Sadly, what could have been an invigorating festive occasion in advance of today’s holiday turned out to be a disconcerting slog. Stewart’s conducting was energetically spirited; and his approach to tempo was entirely suitable, not only for the overall duration but also for pacing the “journey” through the contrasting dispositions of the four movements. Unfortunately, his keen sense of tempo was not matched by particularly adequate balancing of his resources. Indeed, for the better part of the performance, it seems as if the timpani were leading the way, giving the impression of a concerto for timpani and orchestra, rather than a symphony. (Mind you, Beethoven provided any number of rhetorically significant moments for the timpani; but he was just attentive to the roles played by the rest of the ensemble.)
The vocal side got off to an equally disconcerting start with a prevailing uncertainty of pitch in Gilfry’s solo. Once the other soloists joined the mix, the blend was more convincingly solid. However, the soloists then had to deal with the full force of the Chorus, as much a dominating force as the timpani were for the instrumentalists. The overall result was thus an abundance of sound and fury with too little evidence of meaningful signification.
Ironically, the program began with the West Coast premiere of Anna Clyne’s “Sound and Fury.” William Shakespeare’s Macbeth was one of the two sources that inspired the composition of this tone poem, which lasted only about a quarter of an hour. The other was Joseph Haydn’s Hoboken I/60 symphony in C major. This symphony is known as “Il Distratto,” the Italian title of a play originally written in French, for which Haydn composed incidental music. As a result, the “symphony” is in six movements, accounting for an overture, four entr’actes, and a finale, which begins with the roaring dissonance of retuning in the string section.
None of the context of Haydn’s music figures in Clyne’s tone poem. Basically, she cherry-picked moments from the score that interested her and then wove them into a rhetoric of “skittish outbursts” (in the composer’s own words). The program book included a full page of background material, most of which was provided by Clyne herself. That was all distilled into a summary paragraph on the program page. If that were not enough, the audience got to listen to a recording of Clyne providing introductory remarks, which did little more than echo what she had already written.
What mattered most, however, was the intensely wild abandon of the overall rhetoric and the skills of the entire string section to provide a crisp and clear account of that rhetoric. Considering that the composer began to run out of ideas about halfway into her score, the precision of the string players was pretty much the high point of the performance. There is always a danger when a composer spends more time talking about the music than making it. Sadly, “Sound and Fury” succumbed to that danger.

_SOURCE DATA_:
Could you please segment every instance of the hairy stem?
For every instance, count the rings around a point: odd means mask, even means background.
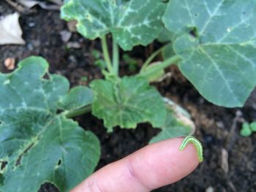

_REQUIRED ACTIONS_:
[A] Do these statements agree with the concert review? Answer each with yes or no and quote the deciding words. (i) The program opened with the West Coast premiere of Anna Clyne's "Sound and Fury." (ii) Gilfry's solo showed a steady certainty of pitch. (iii) Clyne's tone poem lasted about an hour.
[B] Please set down the part of the concert review starting with "What mattered most, however, was" and going on through "to that danger.", word for word.
The data is separate material from the concert review.

_REPLIES_:
[A]
(i) Yes: "the program began with the West Coast premiere of Anna Clyne’s “Sound and Fury.”"
(ii) No: "a prevailing uncertainty of pitch in Gilfry’s solo"
(iii) No: "lasted only about a quarter of an hour"

[B]
What mattered most, however, was the intensely wild abandon of the overall rhetoric and the skills of the entire string section to provide a crisp and clear account of that rhetoric. Considering that the composer began to run out of ideas about halfway into her score, the precision of the string players was pretty much the high point of the performance. There is always a danger when a composer spends more time talking about the music than making it. Sadly, “Sound and Fury” succumbed to that danger.